Stated exercise: Your task is to reproduce exactly the lines from the line with "Greenhouse-scouting task: tag the white breakfast" through the end of the records below.

--- Start of Provided data ---

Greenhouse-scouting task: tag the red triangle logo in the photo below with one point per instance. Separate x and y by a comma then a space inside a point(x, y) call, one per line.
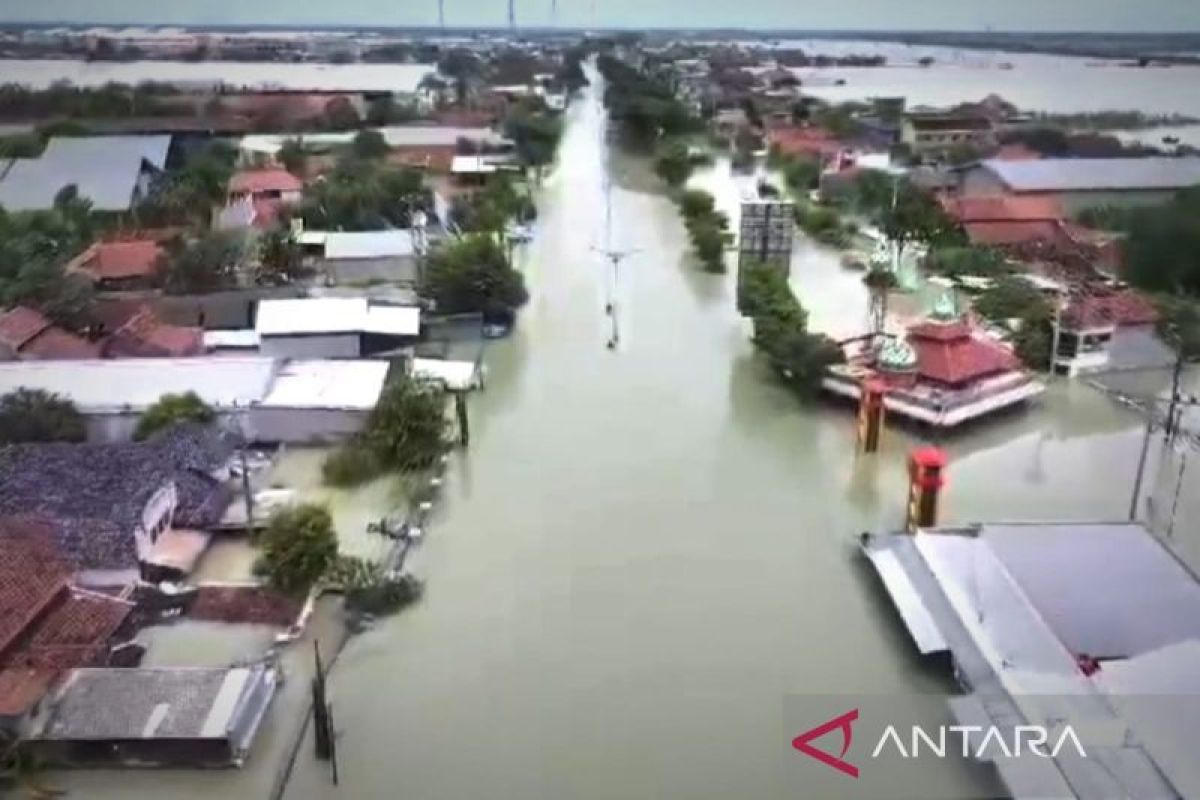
point(838, 762)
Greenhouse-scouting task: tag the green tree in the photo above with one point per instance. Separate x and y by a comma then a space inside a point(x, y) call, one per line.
point(171, 410)
point(35, 415)
point(696, 203)
point(207, 264)
point(473, 275)
point(370, 145)
point(1012, 298)
point(408, 428)
point(293, 156)
point(299, 547)
point(280, 258)
point(673, 164)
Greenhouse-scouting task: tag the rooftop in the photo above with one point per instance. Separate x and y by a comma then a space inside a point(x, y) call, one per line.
point(105, 169)
point(306, 316)
point(1096, 174)
point(159, 703)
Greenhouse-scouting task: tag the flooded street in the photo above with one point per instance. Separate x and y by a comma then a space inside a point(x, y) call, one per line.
point(647, 549)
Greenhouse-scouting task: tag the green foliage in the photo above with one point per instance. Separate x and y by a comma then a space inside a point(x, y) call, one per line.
point(299, 547)
point(802, 174)
point(35, 415)
point(370, 145)
point(408, 428)
point(171, 410)
point(34, 248)
point(293, 156)
point(1011, 298)
point(280, 258)
point(473, 275)
point(673, 164)
point(364, 196)
point(780, 326)
point(1162, 250)
point(696, 203)
point(534, 132)
point(954, 262)
point(207, 264)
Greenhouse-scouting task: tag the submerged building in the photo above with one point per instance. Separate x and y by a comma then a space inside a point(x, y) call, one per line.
point(942, 372)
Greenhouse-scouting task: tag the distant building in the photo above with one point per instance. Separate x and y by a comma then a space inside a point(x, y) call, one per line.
point(166, 716)
point(935, 134)
point(27, 335)
point(334, 328)
point(942, 373)
point(120, 265)
point(269, 400)
point(113, 173)
point(1109, 330)
point(1078, 184)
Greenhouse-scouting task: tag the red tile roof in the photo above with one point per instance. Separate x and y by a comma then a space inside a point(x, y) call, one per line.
point(803, 140)
point(1109, 310)
point(30, 335)
point(21, 324)
point(997, 234)
point(1002, 208)
point(270, 179)
point(120, 259)
point(33, 572)
point(949, 354)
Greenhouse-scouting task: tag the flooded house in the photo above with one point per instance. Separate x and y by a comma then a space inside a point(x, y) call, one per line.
point(941, 372)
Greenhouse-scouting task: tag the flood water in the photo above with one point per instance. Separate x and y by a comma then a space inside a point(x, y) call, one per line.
point(646, 551)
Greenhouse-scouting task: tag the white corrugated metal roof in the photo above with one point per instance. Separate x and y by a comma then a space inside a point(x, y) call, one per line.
point(369, 244)
point(321, 384)
point(456, 376)
point(393, 320)
point(111, 385)
point(1096, 174)
point(300, 316)
point(306, 316)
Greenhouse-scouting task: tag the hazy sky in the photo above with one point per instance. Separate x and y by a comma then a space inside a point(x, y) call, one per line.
point(970, 14)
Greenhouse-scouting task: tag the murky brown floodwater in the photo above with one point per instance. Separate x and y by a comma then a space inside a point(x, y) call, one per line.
point(646, 551)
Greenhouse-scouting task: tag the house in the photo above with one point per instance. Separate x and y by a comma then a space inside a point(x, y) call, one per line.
point(941, 373)
point(113, 173)
point(1002, 220)
point(1093, 625)
point(1079, 184)
point(166, 716)
point(120, 265)
point(47, 624)
point(1105, 329)
point(803, 140)
point(366, 256)
point(334, 328)
point(27, 335)
point(934, 134)
point(114, 509)
point(268, 400)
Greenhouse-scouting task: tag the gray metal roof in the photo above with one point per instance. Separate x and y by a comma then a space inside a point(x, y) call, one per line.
point(1107, 590)
point(157, 703)
point(1096, 174)
point(105, 169)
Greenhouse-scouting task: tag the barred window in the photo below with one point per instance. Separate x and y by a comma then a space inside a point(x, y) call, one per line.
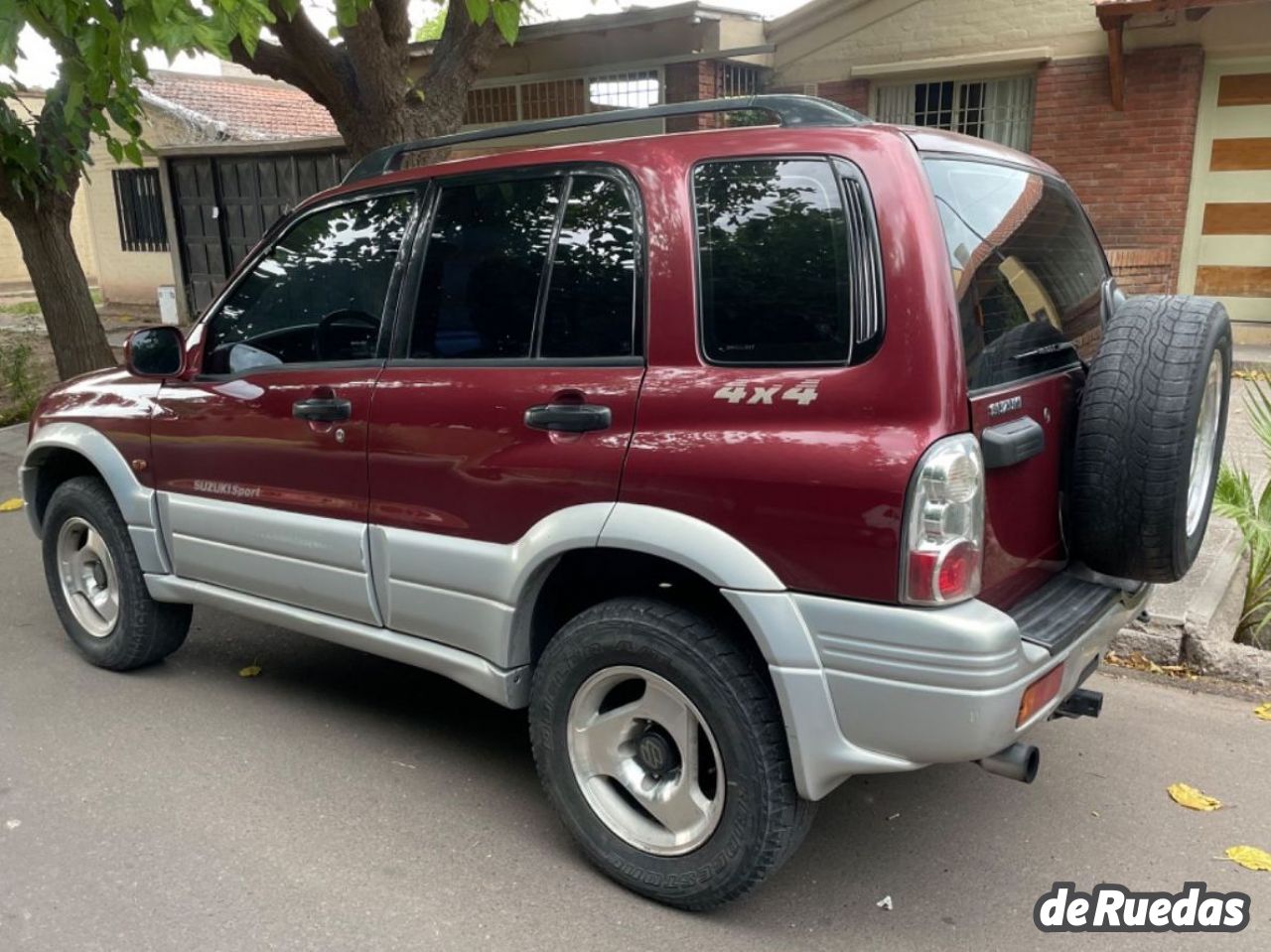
point(139, 206)
point(623, 90)
point(738, 79)
point(998, 109)
point(568, 95)
point(491, 104)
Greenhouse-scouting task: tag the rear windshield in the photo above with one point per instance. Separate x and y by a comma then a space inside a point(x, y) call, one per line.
point(1027, 270)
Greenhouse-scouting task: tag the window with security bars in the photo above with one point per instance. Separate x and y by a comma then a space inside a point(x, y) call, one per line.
point(735, 79)
point(998, 109)
point(490, 105)
point(139, 206)
point(623, 90)
point(554, 98)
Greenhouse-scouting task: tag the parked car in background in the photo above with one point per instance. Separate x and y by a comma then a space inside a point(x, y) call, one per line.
point(748, 461)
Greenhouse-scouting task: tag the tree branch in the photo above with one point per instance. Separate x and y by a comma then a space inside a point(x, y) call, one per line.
point(461, 54)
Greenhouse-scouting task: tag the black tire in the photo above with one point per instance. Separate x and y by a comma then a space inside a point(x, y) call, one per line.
point(1135, 435)
point(763, 817)
point(145, 630)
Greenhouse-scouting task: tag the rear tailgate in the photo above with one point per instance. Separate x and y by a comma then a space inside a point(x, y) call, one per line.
point(1029, 276)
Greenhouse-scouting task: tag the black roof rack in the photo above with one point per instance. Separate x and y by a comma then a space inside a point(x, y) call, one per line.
point(788, 111)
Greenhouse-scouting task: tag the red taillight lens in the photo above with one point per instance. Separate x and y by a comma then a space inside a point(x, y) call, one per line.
point(961, 565)
point(944, 524)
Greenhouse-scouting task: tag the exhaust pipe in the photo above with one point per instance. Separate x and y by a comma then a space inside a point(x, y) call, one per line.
point(1018, 761)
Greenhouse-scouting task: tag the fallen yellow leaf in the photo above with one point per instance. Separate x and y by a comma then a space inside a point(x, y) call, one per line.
point(1193, 798)
point(1251, 858)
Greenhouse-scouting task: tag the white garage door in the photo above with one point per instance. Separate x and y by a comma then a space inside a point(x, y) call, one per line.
point(1226, 248)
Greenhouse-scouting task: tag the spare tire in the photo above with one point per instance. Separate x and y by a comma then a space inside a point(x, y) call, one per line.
point(1149, 438)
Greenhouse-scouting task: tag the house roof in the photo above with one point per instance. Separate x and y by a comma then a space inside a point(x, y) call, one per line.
point(238, 107)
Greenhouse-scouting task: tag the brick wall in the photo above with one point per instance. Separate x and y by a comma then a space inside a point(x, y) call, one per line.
point(688, 81)
point(1131, 169)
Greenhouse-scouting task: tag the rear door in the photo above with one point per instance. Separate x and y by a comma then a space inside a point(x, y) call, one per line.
point(512, 393)
point(1030, 279)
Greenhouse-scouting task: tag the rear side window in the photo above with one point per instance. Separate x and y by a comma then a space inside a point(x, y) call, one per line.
point(511, 273)
point(591, 298)
point(1027, 270)
point(481, 275)
point(775, 272)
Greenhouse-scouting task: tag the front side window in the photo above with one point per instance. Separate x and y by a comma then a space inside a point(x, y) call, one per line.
point(1027, 270)
point(317, 295)
point(773, 262)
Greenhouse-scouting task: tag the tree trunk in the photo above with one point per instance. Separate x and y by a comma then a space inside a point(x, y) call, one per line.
point(73, 330)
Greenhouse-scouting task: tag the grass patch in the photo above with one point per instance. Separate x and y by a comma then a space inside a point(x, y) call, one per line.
point(27, 370)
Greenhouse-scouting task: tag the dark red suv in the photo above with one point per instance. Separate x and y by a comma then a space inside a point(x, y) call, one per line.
point(748, 459)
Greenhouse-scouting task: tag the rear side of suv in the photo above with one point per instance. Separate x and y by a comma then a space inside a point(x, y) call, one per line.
point(748, 459)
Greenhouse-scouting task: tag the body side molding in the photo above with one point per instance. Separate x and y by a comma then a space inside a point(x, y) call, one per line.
point(509, 688)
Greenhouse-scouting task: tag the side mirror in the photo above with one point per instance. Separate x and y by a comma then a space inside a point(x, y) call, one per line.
point(155, 351)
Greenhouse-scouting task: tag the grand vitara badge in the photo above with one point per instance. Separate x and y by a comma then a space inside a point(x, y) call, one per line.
point(998, 407)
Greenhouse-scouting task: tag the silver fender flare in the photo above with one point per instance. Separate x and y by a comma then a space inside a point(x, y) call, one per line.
point(136, 502)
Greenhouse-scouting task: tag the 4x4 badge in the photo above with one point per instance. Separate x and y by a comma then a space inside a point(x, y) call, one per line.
point(802, 393)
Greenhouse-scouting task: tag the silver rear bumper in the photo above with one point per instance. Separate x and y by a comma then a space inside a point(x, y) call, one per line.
point(900, 688)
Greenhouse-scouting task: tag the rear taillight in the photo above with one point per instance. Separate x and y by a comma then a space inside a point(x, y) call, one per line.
point(943, 540)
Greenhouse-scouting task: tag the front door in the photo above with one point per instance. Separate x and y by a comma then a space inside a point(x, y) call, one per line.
point(513, 393)
point(259, 458)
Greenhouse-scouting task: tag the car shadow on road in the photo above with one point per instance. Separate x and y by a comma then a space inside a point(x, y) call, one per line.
point(914, 837)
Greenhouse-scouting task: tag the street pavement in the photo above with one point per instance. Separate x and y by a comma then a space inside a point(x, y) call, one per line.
point(342, 802)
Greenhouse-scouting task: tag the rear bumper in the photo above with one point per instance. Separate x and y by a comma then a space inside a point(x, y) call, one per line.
point(900, 688)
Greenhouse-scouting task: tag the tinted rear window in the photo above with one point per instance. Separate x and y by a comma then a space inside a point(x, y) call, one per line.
point(773, 258)
point(1027, 270)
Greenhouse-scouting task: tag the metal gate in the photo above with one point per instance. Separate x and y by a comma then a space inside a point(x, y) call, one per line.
point(225, 204)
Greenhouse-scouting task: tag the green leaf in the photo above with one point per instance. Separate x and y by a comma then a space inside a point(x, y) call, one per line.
point(507, 18)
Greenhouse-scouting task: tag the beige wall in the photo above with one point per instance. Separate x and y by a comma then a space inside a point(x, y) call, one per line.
point(826, 41)
point(125, 277)
point(128, 277)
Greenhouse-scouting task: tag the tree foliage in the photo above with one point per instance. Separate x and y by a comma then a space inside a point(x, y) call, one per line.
point(100, 49)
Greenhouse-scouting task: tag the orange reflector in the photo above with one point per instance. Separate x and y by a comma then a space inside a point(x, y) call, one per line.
point(1039, 693)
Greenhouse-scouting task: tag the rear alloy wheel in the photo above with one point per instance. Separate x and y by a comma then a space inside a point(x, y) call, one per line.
point(1149, 438)
point(659, 743)
point(648, 766)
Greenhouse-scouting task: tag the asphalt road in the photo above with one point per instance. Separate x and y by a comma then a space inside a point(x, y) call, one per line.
point(345, 802)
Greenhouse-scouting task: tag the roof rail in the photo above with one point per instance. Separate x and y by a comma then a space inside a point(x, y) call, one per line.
point(788, 111)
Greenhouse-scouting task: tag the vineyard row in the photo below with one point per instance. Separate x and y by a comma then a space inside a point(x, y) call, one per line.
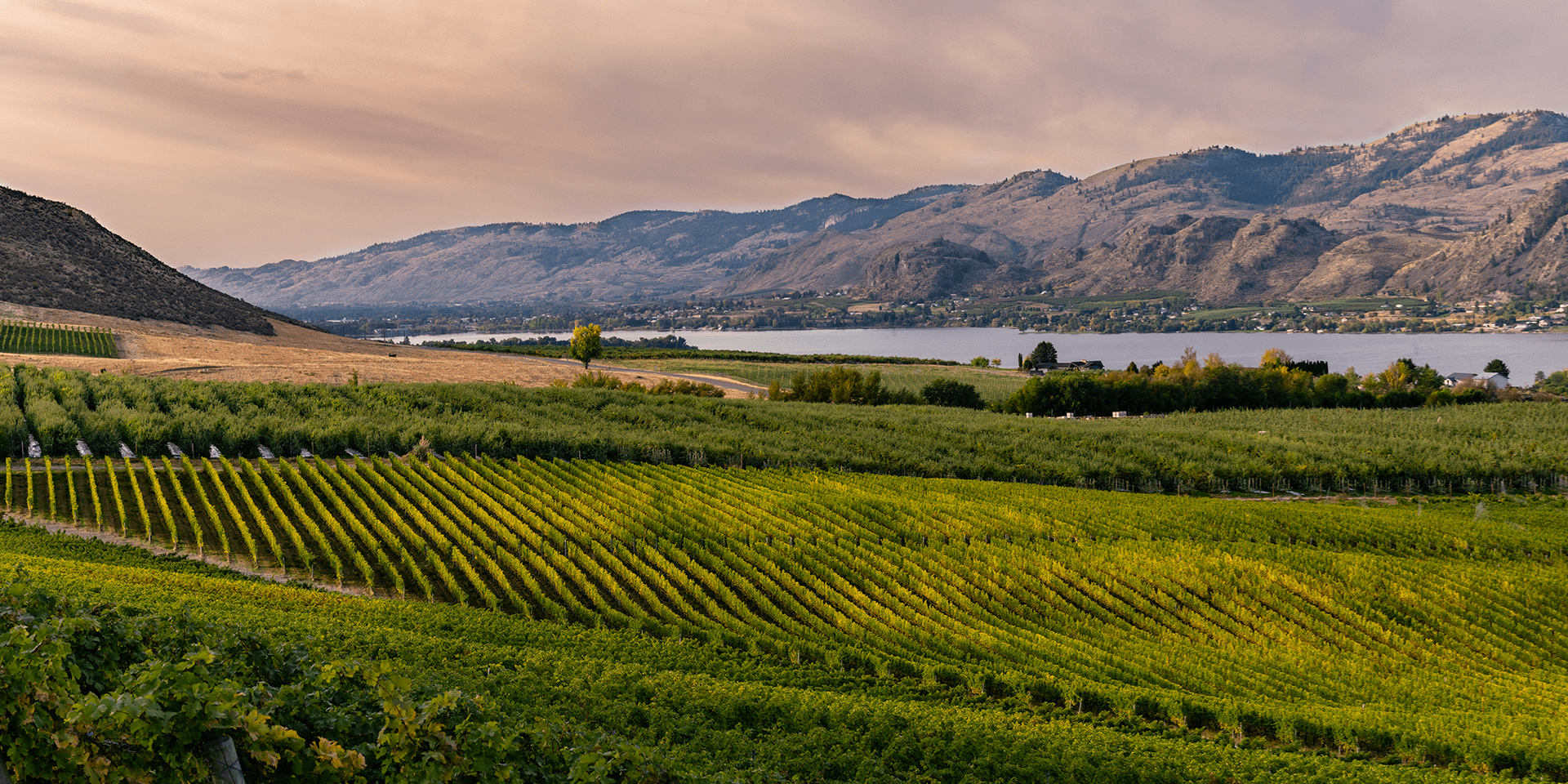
point(1276, 620)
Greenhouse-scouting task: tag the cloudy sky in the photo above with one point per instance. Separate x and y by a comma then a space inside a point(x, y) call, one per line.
point(216, 132)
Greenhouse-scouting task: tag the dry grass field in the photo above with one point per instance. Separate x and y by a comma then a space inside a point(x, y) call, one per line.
point(294, 354)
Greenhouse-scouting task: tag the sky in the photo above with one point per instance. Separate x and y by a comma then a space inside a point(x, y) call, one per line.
point(214, 132)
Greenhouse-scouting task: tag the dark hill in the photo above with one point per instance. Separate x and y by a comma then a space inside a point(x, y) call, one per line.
point(57, 256)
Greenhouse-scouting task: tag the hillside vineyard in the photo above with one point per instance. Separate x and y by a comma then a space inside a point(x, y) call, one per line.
point(1446, 451)
point(27, 337)
point(1419, 632)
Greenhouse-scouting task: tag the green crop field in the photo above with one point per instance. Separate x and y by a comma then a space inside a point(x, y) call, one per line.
point(1457, 449)
point(632, 588)
point(1414, 635)
point(27, 337)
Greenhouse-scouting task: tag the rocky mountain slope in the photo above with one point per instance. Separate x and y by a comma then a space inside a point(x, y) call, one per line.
point(1423, 209)
point(57, 256)
point(637, 253)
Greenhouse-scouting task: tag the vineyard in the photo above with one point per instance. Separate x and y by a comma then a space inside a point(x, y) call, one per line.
point(27, 337)
point(1416, 634)
point(1454, 451)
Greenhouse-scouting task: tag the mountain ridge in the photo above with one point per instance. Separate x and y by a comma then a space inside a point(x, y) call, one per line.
point(1319, 221)
point(57, 256)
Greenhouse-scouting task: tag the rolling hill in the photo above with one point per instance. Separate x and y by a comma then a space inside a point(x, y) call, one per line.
point(1429, 207)
point(57, 256)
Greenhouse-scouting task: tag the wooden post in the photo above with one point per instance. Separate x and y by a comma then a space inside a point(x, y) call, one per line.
point(225, 763)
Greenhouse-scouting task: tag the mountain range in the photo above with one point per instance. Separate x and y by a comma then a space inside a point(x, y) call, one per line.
point(1462, 206)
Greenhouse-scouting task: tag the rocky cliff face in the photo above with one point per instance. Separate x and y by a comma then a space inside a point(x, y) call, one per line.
point(1222, 223)
point(57, 256)
point(1525, 248)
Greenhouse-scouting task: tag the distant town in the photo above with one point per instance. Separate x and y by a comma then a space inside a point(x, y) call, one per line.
point(1137, 313)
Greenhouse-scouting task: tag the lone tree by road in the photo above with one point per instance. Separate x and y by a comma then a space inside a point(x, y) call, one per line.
point(586, 344)
point(1043, 353)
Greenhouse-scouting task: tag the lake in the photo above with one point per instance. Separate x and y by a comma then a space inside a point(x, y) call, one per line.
point(1445, 352)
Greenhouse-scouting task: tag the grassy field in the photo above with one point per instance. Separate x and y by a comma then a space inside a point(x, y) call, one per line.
point(993, 385)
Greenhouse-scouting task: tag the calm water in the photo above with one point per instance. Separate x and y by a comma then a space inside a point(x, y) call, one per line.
point(1448, 353)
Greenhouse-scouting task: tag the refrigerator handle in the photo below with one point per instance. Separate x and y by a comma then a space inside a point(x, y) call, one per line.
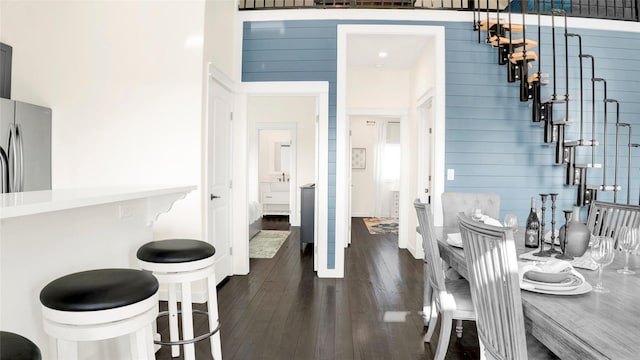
point(12, 147)
point(4, 172)
point(20, 147)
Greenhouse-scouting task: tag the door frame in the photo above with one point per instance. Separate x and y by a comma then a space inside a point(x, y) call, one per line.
point(215, 75)
point(318, 89)
point(436, 33)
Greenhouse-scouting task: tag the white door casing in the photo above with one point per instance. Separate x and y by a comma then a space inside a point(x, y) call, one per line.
point(218, 173)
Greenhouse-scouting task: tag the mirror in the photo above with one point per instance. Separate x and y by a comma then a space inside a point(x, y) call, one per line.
point(282, 157)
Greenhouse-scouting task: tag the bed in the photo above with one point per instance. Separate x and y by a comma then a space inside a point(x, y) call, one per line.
point(255, 218)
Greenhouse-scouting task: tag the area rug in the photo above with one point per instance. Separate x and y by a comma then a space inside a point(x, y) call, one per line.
point(381, 225)
point(266, 243)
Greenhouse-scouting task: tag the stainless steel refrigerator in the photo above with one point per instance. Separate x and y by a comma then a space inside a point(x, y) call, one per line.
point(25, 146)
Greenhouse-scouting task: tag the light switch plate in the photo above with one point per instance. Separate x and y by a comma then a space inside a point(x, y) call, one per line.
point(451, 174)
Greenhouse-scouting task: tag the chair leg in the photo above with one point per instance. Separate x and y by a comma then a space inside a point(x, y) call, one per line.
point(212, 309)
point(173, 320)
point(141, 343)
point(459, 328)
point(66, 350)
point(426, 301)
point(187, 321)
point(445, 334)
point(432, 322)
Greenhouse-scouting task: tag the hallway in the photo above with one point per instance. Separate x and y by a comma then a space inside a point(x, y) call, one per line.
point(281, 310)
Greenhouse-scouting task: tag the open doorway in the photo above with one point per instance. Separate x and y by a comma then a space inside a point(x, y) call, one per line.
point(375, 166)
point(276, 163)
point(387, 69)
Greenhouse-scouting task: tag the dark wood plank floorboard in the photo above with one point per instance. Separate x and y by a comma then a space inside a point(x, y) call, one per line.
point(282, 310)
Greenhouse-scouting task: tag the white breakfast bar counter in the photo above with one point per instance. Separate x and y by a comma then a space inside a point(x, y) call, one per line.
point(48, 234)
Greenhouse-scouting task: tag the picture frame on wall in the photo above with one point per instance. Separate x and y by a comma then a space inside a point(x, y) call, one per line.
point(358, 158)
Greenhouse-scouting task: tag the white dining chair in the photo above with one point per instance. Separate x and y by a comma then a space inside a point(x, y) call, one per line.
point(451, 299)
point(605, 218)
point(492, 265)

--- End of Provided data ---

Exercise response:
Greenhouse-scouting task: tag the white breakfast bar counter in the photo above with one point per instance. Separate x and y by a comma then a space inside a point(x, y) call, one per line.
point(48, 234)
Greenhouse-scouting task: tag the picture frame on wall in the photo above with one point per instance. Separate x and y by a comma then a space inside a point(x, y) call, one per line.
point(358, 158)
Greenhouse-scouting task: tag the white dining chair in the photo above with one point per instance. Separate x and y by a comma then a space inside a point(x, y) call, one per line.
point(451, 299)
point(605, 218)
point(492, 265)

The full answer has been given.